What you need to do = Format every line of all the items below as a JSON array of strings, one string per line, with blank lines omitted.

Stored data =
━━━━━━━━━━

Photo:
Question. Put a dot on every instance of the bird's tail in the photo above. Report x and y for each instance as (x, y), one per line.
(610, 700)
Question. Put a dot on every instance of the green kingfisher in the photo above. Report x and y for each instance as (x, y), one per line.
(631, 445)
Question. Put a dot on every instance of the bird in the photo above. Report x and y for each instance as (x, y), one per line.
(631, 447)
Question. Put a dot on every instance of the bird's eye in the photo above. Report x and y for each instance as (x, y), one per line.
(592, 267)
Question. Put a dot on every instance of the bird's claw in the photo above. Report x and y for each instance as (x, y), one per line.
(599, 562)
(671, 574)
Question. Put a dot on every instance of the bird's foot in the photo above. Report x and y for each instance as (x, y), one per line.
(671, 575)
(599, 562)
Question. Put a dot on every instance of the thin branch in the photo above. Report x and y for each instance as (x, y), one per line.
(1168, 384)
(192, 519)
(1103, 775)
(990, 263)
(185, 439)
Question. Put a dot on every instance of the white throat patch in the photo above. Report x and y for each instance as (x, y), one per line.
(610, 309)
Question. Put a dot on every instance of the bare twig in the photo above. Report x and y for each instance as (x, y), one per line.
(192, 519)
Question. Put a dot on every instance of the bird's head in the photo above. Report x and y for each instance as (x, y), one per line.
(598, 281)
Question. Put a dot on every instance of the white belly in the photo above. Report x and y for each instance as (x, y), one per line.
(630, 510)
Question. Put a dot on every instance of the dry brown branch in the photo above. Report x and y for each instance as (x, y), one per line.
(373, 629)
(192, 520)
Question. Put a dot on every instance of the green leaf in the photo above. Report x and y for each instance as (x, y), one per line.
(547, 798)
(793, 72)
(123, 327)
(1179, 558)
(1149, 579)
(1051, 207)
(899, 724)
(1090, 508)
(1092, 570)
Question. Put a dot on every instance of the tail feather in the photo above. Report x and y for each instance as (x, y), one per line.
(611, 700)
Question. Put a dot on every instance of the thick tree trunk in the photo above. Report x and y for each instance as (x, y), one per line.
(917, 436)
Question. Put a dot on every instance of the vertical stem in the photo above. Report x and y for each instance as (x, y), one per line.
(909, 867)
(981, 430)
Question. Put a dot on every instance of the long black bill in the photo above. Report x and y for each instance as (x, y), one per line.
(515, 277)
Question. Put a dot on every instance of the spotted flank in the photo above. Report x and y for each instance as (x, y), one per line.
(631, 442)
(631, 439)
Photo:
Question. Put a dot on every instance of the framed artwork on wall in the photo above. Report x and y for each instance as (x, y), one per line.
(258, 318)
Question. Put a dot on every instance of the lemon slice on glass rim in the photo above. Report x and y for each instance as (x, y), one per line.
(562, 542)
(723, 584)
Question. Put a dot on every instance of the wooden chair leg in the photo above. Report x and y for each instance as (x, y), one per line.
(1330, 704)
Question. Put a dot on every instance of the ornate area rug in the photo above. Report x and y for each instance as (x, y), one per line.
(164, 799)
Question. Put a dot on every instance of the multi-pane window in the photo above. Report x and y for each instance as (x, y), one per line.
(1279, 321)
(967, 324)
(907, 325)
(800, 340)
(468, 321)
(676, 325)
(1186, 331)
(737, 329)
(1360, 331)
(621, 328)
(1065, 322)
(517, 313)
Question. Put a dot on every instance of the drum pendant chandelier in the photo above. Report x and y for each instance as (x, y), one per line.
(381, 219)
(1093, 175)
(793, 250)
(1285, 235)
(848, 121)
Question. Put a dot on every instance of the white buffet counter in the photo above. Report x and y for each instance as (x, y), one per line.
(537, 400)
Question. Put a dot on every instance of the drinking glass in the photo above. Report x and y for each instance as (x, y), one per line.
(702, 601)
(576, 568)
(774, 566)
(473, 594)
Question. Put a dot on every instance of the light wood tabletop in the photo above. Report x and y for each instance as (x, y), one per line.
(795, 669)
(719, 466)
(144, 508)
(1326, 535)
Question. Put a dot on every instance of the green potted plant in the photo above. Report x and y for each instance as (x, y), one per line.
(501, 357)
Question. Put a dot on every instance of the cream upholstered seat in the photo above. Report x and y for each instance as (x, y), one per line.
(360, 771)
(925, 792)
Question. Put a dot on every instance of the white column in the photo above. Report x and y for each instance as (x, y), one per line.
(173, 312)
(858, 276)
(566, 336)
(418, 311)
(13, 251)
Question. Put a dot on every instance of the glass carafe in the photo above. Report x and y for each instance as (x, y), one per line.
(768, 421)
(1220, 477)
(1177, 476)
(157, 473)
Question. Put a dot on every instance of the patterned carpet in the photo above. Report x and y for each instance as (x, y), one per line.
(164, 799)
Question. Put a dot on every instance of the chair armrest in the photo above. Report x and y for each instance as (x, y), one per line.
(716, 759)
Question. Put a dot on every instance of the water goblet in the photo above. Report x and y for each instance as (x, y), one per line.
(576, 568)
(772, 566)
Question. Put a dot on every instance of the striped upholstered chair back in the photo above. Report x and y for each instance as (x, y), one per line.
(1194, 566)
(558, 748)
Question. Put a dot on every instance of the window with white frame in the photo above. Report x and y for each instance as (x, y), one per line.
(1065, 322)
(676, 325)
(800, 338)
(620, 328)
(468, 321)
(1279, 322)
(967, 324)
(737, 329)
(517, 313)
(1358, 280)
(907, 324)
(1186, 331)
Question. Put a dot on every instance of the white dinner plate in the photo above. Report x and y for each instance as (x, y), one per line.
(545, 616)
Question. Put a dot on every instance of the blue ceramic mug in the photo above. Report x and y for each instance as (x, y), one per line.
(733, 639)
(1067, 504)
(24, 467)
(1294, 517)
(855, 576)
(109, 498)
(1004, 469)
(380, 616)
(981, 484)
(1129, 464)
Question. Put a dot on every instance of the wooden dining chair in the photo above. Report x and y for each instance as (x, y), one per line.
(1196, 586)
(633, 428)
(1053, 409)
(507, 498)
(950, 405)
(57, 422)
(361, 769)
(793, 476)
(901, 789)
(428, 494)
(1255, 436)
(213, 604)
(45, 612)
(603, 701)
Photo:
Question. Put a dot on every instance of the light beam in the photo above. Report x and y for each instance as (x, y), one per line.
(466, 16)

━━━━━━━━━━

Result for this exercise =
[
  "Photo:",
  "Question. Put a dot on every instance of the bird's tail in the photo above. Report x and y for each instance as (x, y), one per line.",
  "(610, 700)",
  "Question. Put a dot on every instance of the green kingfisher in the photo above. Report x and y for each instance as (x, y), one per line.",
  "(631, 445)",
  "Question. Put a dot on every instance of the bird in the photo above. Report x and y for each instance as (x, y), one per line.",
  "(631, 447)",
  "Question. Put a dot on every instance of the bird's eye in the photo above. Report x and y for each instance as (x, y), one per line.",
  "(592, 267)",
  "Question. Put a dot on every instance of the bird's claw in the photo above. Report x and y for each instance as (x, y), one per line.",
  "(599, 562)",
  "(671, 574)",
  "Question. Put a dot on every instance of the bird's foot in the photo above. Report x and y for each instance as (x, y), one per line.",
  "(671, 575)",
  "(599, 562)",
  "Question. Put a dot on every instance of the thin branch in the photo above. Report x and y for each instance as (x, y), one per line.",
  "(1168, 384)",
  "(192, 519)",
  "(1103, 775)",
  "(990, 263)",
  "(185, 439)",
  "Question. Put a dot on every instance of the white throat patch in the photo above. Report x and y for each instance as (x, y), one per line.",
  "(610, 309)",
  "Question. Put a dot on every instance of the bare twig in the photo above. Report x and y for each instance as (x, y), one per line.",
  "(192, 519)",
  "Question. Put a dot on every instance of the bird's head in the photo above. Report x and y for each instance as (x, y), one per line.",
  "(598, 281)",
  "Question. Put a dot on every instance of the white belly in the photo above. Report x and y for each instance as (x, y), one per line.",
  "(630, 510)",
  "Question. Put a dot on every instance of the dry brown branch in the photo above. Report x and y for each instance as (x, y), one per line.",
  "(373, 629)",
  "(192, 520)",
  "Question. Put a dot on every instance of the green leaf in the photo above. Report x and y for each instance as (x, y), one per line.",
  "(547, 798)",
  "(793, 72)",
  "(123, 327)",
  "(1179, 558)",
  "(1149, 579)",
  "(1051, 207)",
  "(899, 724)",
  "(1090, 508)",
  "(1092, 570)",
  "Question. Put a dot on every instance of the tail feather in the photo above. Report x and y for each instance as (x, y), one per line.",
  "(611, 700)",
  "Question. Put a dot on every instance of the thick tree trunk in the photo above. Report x and y for each instance as (x, y), one per line.",
  "(917, 436)",
  "Question. Put a dot on every instance of the vertical stem in the photo above. Report x and y for each instance as (x, y), one per line.",
  "(909, 867)",
  "(981, 430)",
  "Question. Put a dot on every instance of the long black bill in the photo above. Report x and y for each instance as (x, y), one per line.",
  "(515, 277)",
  "Question. Put a dot on every instance of the spotted flank in the photo above. Report x and y for each instance as (x, y), one per line.",
  "(631, 442)",
  "(631, 439)",
  "Photo:",
  "Question. Put a dot on every instance of the framed artwork on wall in the photo above. Report x and y for each instance as (x, y), one per line.",
  "(258, 318)",
  "Question. Put a dot on every instance of the lemon slice on glass rim in the photo above. Report x and y for each instance as (x, y), one per line.",
  "(562, 542)",
  "(723, 584)",
  "Question. Put a dot on every instance of the wooden chair leg in the photo above. Report x and y for each instance as (x, y), one per line.",
  "(1330, 704)",
  "Question. Put a dot on every instance of the ornate area rug in the photo above. Report x and y for each instance as (x, y), one per line.",
  "(164, 799)",
  "Question. Put a dot on every instance of the multi-pane window in the photo above. Report x and y for each instance as (x, y), one per line.",
  "(1279, 321)",
  "(967, 324)",
  "(907, 325)",
  "(800, 340)",
  "(468, 321)",
  "(676, 325)",
  "(1186, 331)",
  "(737, 329)",
  "(1360, 331)",
  "(621, 328)",
  "(1065, 322)",
  "(517, 313)",
  "Question. Put a dot on every instance of the drum pendant chandelier in the photo above. Report x and y for each instance as (x, y), one per line.",
  "(381, 219)",
  "(1093, 175)",
  "(793, 250)",
  "(1285, 235)",
  "(848, 121)",
  "Question. Put a dot on every instance of the white buffet counter in the photo above. Report x and y for each instance as (x, y), one per line.",
  "(537, 400)",
  "Question. Put a dot on every instance of the drinking glass in the photo above. Report x and y for each instance as (x, y), one per line.",
  "(702, 601)",
  "(576, 568)",
  "(774, 566)",
  "(473, 594)",
  "Question. Put a dot on every instance of the light wood tabletop in the photo above. Report x and y for each instance as (x, y), one per line.",
  "(795, 669)",
  "(719, 466)",
  "(144, 508)",
  "(1326, 535)",
  "Question. Put a dot on every instance of the green potted plant in the photo above. Report x and y for each instance as (x, y), one per line.",
  "(501, 357)",
  "Question. Put a dot on every instance of the cream upholstered seat in the photo above. Report x and y for each instance as (x, y), one per line.",
  "(360, 771)",
  "(925, 792)",
  "Question. Put a dot on every instance of the white column in the photo above. Report x and y for each instance as (x, y), one per line.",
  "(173, 312)",
  "(858, 276)",
  "(566, 336)",
  "(418, 311)",
  "(13, 251)",
  "Question. Put a dot on every instance of the glass carafe in the photo above. Report x and y for each instance as (x, y), one per line.",
  "(768, 421)",
  "(1220, 477)",
  "(1177, 476)",
  "(157, 473)",
  "Question. Put a dot on every instance of the patterned carpet in the photo above. Report x and y for each instance as (x, y), one per line.",
  "(164, 799)",
  "Question. Put a dot on every instance of the chair armrest in the photo above. Report x and y for each instance as (x, y), one per line.",
  "(716, 759)",
  "Question. Put a dot on every instance of the water goblet in the photo above. Report x and y for each instance as (x, y), one per line.",
  "(576, 568)",
  "(772, 566)",
  "Question. Put a dot on every instance of the striped upholstered chair back in the photo above. Report x and y for each instance as (x, y), one per line.",
  "(1194, 566)",
  "(558, 748)",
  "Question. Put a dot on every instance of the window with white frame in the photo above. Report x and y for each instance as (x, y), one per line.",
  "(1065, 322)",
  "(676, 325)",
  "(800, 338)",
  "(620, 328)",
  "(468, 321)",
  "(1279, 322)",
  "(967, 324)",
  "(737, 329)",
  "(517, 313)",
  "(1358, 280)",
  "(907, 324)",
  "(1186, 331)",
  "Question. Put a dot on every instance of the white dinner plate in the photo above. Report x and y for each instance as (x, y), one per line.",
  "(545, 616)",
  "Question. Put a dot on every instance of the blue ceramic mug in the photo above. Report x and y for each instance as (x, y), one per line.",
  "(733, 639)",
  "(1067, 504)",
  "(24, 467)",
  "(1294, 517)",
  "(855, 576)",
  "(109, 498)",
  "(1004, 469)",
  "(380, 616)",
  "(981, 484)",
  "(1129, 464)",
  "Question. Put a dot on every instance of the wooden dining chair in the photo above. Report x and y for each instance as (x, y), one per line.",
  "(1196, 586)",
  "(633, 428)",
  "(1053, 409)",
  "(507, 498)",
  "(950, 405)",
  "(57, 422)",
  "(361, 769)",
  "(793, 476)",
  "(901, 789)",
  "(428, 494)",
  "(1255, 436)",
  "(213, 604)",
  "(45, 612)",
  "(603, 701)",
  "Photo:",
  "Question. Put a dot on every instance of the light beam in the photo above. Report x and y for each instance as (x, y), one per line.",
  "(466, 16)"
]